-- Start Selected passage --

# A month to go!



## jrf500 (Mar 11, 2011)

Less than a month to the exam now. Anbody else losing focus?? I hate to say it, but it seems I am. I had a strong drive for 2 months prior and had no problem opening the books and staying focused and digging in. Seeming harder to stay focused on studying and problem solving, even though this is the most critical time. I'm in the School of PE refresher and workshop classes...so that's helping me stay focused and put in full weekends at least. Just not finding the drive on my own throughout the weekdays to do extra work. I have about 120 hours in thus far. My original goal was 300 total, but I won't come near that now. Oh well, I'll keep plugging along the best I can for 4 more weeks and give it my best shot on April 8th.

Good luck to all and I hope everyone's studying is progressing the way they hoped!


----------



## Ambrug20 (Mar 11, 2011)

jrf500 said:


> Less than a month to the exam now. Anbody else losing focus?? I hate to say it, but it seems I am. I had a strong drive for 2 months prior and had no problem opening the books and staying focused and digging in. Seeming harder to stay focused on studying and problem solving, even though this is the most critical time. I'm in the School of PE refresher and workshop classes...so that's helping me stay focused and put in full weekends at least. Just not finding the drive on my own throughout the weekdays to do extra work. I have about 120 hours in thus far. My original goal was 300 total, but I won't come near that now. Oh well, I'll keep plugging along the best I can for 4 more weeks and give it my best shot on April 8th.
> Good luck to all and I hope everyone's studying is progressing the way they hoped!


you better keep yourself motivated. You still need to cover and refresh afternoon session. :bananalama:


----------



## FusionWhite (Mar 11, 2011)

Is it that soon to the test already? It seems like just yesterday this forum was filled with people waiting on results (I was lucky enough to be one of them).

Good luck to you all. Studying burn out is pretty common, just try to push through it.


----------



## Slo4 (Mar 11, 2011)

Noticed last week that I haven't been as anxious to hit the books lately as I was initially. 2 months in with 160+ hours study so far including School of PE review course.

Took the NCEES sample exam today, although I didn't attempt to answer questions on topics I have not yet covered. Scored 12/16 for breadth and 9/12 for depth. I feel energized from taking the sample test and am ready to keep moving forward until the April 8 exam.

-- End Selected passage --
-- Start Dataset --

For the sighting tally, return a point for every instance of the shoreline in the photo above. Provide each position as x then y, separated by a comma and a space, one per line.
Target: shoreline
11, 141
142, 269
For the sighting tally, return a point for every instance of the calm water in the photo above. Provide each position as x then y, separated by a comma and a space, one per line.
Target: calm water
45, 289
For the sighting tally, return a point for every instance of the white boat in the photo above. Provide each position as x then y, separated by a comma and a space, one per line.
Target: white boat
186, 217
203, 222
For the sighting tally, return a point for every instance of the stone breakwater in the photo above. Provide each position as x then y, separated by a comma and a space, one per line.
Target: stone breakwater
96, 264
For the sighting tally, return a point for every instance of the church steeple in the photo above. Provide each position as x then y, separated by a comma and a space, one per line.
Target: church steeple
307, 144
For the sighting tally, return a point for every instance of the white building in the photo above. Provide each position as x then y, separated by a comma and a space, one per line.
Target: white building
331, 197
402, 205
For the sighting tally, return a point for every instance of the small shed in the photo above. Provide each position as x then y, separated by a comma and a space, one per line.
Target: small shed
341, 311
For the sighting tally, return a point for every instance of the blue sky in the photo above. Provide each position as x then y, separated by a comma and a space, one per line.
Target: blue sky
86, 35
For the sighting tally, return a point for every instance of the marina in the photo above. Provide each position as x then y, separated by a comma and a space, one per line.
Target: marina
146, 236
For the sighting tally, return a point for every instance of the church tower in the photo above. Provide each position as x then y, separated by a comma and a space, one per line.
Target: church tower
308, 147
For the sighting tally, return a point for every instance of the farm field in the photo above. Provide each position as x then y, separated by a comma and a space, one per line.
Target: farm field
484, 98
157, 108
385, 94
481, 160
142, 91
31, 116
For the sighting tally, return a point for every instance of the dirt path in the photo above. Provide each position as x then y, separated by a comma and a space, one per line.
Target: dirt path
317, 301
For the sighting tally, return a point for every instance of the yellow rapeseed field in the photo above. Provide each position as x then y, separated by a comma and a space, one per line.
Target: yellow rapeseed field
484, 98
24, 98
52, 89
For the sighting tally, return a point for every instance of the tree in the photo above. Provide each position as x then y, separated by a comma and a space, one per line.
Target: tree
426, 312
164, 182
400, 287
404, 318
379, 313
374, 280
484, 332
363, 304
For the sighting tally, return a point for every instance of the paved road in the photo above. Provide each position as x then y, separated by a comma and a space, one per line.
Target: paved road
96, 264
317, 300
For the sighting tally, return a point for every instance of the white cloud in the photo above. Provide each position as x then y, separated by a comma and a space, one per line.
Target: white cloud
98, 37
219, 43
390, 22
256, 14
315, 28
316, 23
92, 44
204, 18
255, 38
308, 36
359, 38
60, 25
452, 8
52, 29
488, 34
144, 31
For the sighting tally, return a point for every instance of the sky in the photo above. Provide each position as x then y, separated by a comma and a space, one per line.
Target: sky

-- End Dataset --

**Given request 1:**
In the forum thread, condense jrf500's opening paragraph that begins "Less than a month to the exam now" into a short bulleted list that keeps its main facts.
**Given request 2:**
Reproduce the stretch of the forum thread from "Is it that soon" through "April 8 exam.".
Use only the forum thread, not the listing.

**Expected answer 1:**
- The exam is less than a month away, and the poster is losing focus.
- For the two months before, the poster had a strong drive and studied easily.
- Staying focused is now harder, even though this is the most critical time.
- School of PE refresher and workshop classes keep the poster working full weekends, but the drive for extra work on weekdays is missing.
- About 120 hours of study are done so far. The original goal was 300, which the poster won't come near now.
- The poster plans to keep going for four more weeks and give it their best shot on April 8th.

**Expected answer 2:**
Is it that soon to the test already? It seems like just yesterday this forum was filled with people waiting on results (I was lucky enough to be one of them).

Good luck to you all. Studying burn out is pretty common, just try to push through it.


----------



## Slo4 (Mar 11, 2011)

Noticed last week that I haven't been as anxious to hit the books lately as I was initially. 2 months in with 160+ hours study so far including School of PE review course.

Took the NCEES sample exam today, although I didn't attempt to answer questions on topics I have not yet covered. Scored 12/16 for breadth and 9/12 for depth. I feel energized from taking the sample test and am ready to keep moving forward until the April 8 exam.